Tâche courte 1> Relevez dans le texte présenté tout ce qui y est qualifié de « mauvaises » et qu'il est dit inutile de propager davantage.
Tâche courte 2> Pour chacune des affirmations suivantes, indiquez par oui ou par non si elle concorde avec le texte présenté, puis citez les mots qui tranchent. (a) Il n'y a pas de nombre pour Dieu. (b) Il y a sur la planète plus de lieux connus que de lieux ignorés. (c) Le mouvement perpétuel de la création connaît des arrêts.
Tâche courte 3> Veuillez recopier à l'identique le passage du texte présenté qui commence par « Il y a souvent » et se termine par « quelques-unes comme échantillon. ».

Texte présenté>
◇ ◇ ◇ ◇ ◇ ◇ ◇

Il y a souvent des communications tellement absurdes, quoique signées des noms les plus respectables, que le plus vulgaire bon sens en démontre la fausseté ; mais il en est où l'erreur est dissimulée sous de bonnes choses qui font illusion et empêchent quelquefois de la saisir au premier coup d'oeil, mais elles ne sauraient résister à un examen sérieux. Nous n'en citerons que quelques-unes comme échantillon.


XXIX


La création perpétuelle et incessante des mondes est pour Dieu comme une jouissance perpétuelle, parce qu'il voit sans cesse ses rayons devenir chaque jour plus lumineux en bonheur. Il n'y a pas de nombre pour Dieu, pas plus qu'il n'y a de temps. Voilà pourquoi des centaines ou des milliards ne sont pas plus et pas moins pour lui, l'un que l'autre. C'est un père, dont le bonheur est formé du bonheur collectif de ses enfants, et à chaque seconde de création, il voit un nouveau bonheur venir se fondre dans le bonheur général. Il n'y a ni arrêt, ni suspension dans ce mouvement perpétuel, ce grand bonheur incessant qui féconde la terre et le ciel. Du monde, on ne connaît qu'une faible fraction, et vous avez des frères qui vivent sous des latitudes où l'homme n'est pas encore parvenu à pénétrer. Que signifient ces chaleurs torréfiantes et ces froids mortels qui arrêtent les efforts des plus hardis ? Croyez-vous simplement que là soit la limite de votre monde, quand vous ne pouvez plus avancer avec vos petits moyens ? Vous pourriez donc mesurer exactement votre planète ? Ne croyez pas cela. Il y a sur votre planète plus de lieux ignorés que de lieux connus. Mais comme il est inutile de propager davantage toutes vos mauvaises institutions, toutes vos mauvaises lois, actions et existences, il y a une limite qui vous arrête çà et là, et qui vous arrêtera jusqu'à ce que vous ayez à transporter les bonnes semences qu'a faites votre libre arbitre. Oh ! non, vous ne connaissez pas ce monde que vous appelez la terre. Vous verrez de votre existence un grand commencement de preuves à cette communication. Voilà que l'heure va sonner où il y aura une autre découverte que la dernière qui a été faite ; voilà que va s'élargir le cercle de votre terre connue, et quand toute la presse chantera cet Hosanna dans toutes les langues, vous, pauvres enfants, qui aimez Dieu et qui cherchez sa voix, vous l'aurez su avant ceux mêmes qui donneront leur nom à la nouvelle terre.

◇ ◇ ◇ ◇ ◇ ◇ ◇

Données affichées>
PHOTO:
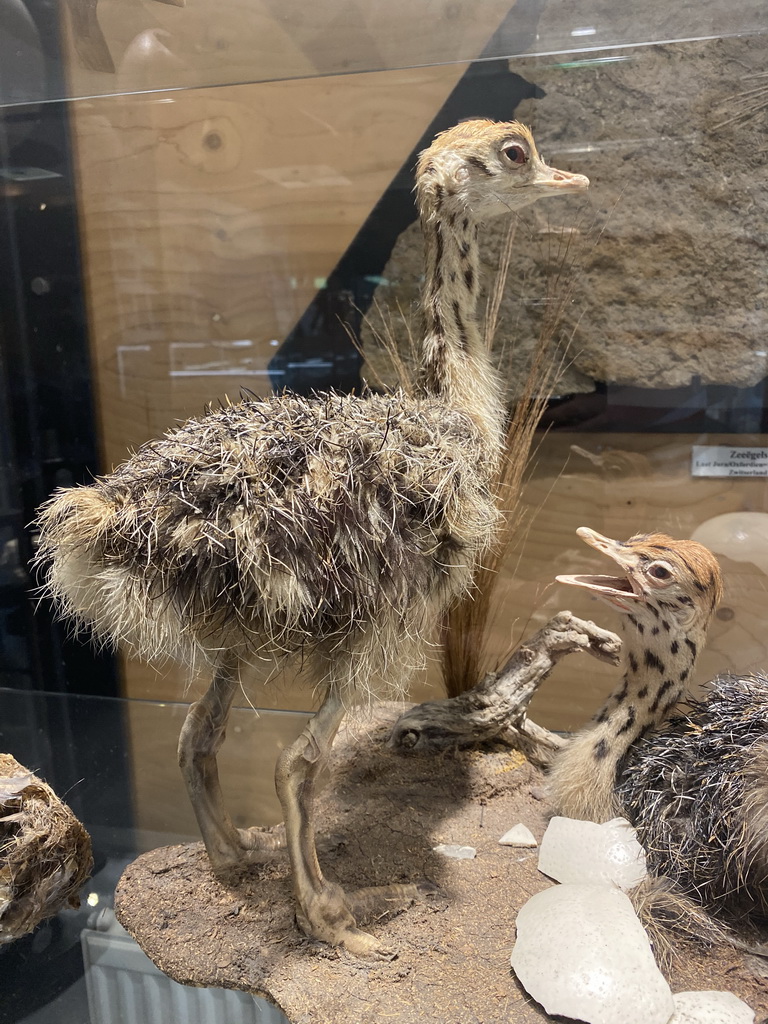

◇ ◇ ◇ ◇ ◇ ◇ ◇

Réponse attendue 1> Les institutions, les lois, les actions et les existences.

Réponse attendue 2>
(a) Oui : « Il n'y a pas de nombre pour Dieu, pas plus qu'il n'y a de temps. »
(b) Non : « Il y a sur votre planète plus de lieux ignorés que de lieux connus. »
(c) Non : « Il n'y a ni arrêt, ni suspension dans ce mouvement perpétuel »

Réponse attendue 3>
Il y a souvent des communications tellement absurdes, quoique signées des noms les plus respectables, que le plus vulgaire bon sens en démontre la fausseté ; mais il en est où l'erreur est dissimulée sous de bonnes choses qui font illusion et empêchent quelquefois de la saisir au premier coup d'oeil, mais elles ne sauraient résister à un examen sérieux. Nous n'en citerons que quelques-unes comme échantillon.